━━━ GIVEN ENTRIES ━━━

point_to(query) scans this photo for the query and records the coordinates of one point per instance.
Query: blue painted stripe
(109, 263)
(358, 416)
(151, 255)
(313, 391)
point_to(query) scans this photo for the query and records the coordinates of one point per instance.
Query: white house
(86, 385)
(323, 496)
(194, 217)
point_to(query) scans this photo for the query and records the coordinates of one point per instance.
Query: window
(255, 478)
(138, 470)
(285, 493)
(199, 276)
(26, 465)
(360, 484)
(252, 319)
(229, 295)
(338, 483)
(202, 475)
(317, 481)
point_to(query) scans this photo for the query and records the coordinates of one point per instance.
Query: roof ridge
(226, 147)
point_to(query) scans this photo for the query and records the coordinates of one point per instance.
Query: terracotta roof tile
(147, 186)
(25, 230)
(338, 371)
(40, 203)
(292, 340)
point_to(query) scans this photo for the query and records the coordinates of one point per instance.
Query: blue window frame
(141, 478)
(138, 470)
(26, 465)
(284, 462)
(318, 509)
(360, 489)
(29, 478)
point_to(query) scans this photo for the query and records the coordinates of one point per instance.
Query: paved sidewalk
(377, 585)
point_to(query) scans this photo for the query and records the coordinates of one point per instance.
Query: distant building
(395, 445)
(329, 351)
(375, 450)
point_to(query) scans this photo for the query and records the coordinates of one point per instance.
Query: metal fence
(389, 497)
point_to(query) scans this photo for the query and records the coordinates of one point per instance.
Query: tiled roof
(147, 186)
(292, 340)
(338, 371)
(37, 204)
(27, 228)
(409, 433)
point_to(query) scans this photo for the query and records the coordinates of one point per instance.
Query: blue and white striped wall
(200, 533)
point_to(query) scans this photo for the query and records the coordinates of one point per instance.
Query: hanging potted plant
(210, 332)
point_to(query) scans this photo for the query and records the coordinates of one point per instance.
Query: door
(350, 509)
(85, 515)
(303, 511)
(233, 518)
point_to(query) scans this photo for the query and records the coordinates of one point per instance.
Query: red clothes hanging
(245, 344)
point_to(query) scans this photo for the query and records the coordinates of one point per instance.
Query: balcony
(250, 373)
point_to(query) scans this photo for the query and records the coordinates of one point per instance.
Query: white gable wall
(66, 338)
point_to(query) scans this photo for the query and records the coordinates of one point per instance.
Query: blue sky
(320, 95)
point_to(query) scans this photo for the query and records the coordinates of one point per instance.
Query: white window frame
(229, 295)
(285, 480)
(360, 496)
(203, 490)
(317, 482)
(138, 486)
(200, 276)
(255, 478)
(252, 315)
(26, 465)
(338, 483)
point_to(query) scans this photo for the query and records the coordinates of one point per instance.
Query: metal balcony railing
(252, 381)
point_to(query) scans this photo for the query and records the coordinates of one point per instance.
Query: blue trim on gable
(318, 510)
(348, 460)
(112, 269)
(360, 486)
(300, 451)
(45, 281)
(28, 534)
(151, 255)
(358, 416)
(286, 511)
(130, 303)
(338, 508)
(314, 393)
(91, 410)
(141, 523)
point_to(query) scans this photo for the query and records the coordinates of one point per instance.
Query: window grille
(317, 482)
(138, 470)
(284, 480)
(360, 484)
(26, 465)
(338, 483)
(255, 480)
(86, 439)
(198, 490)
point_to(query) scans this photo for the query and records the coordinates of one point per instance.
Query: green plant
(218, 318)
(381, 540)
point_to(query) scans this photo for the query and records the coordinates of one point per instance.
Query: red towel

━━━

**EXERCISE AIM**
Count the lines in the records above that contain the string "gable", treating uppercase and lowercase as different, and give only the number.

**REPLY TO THE TASK**
2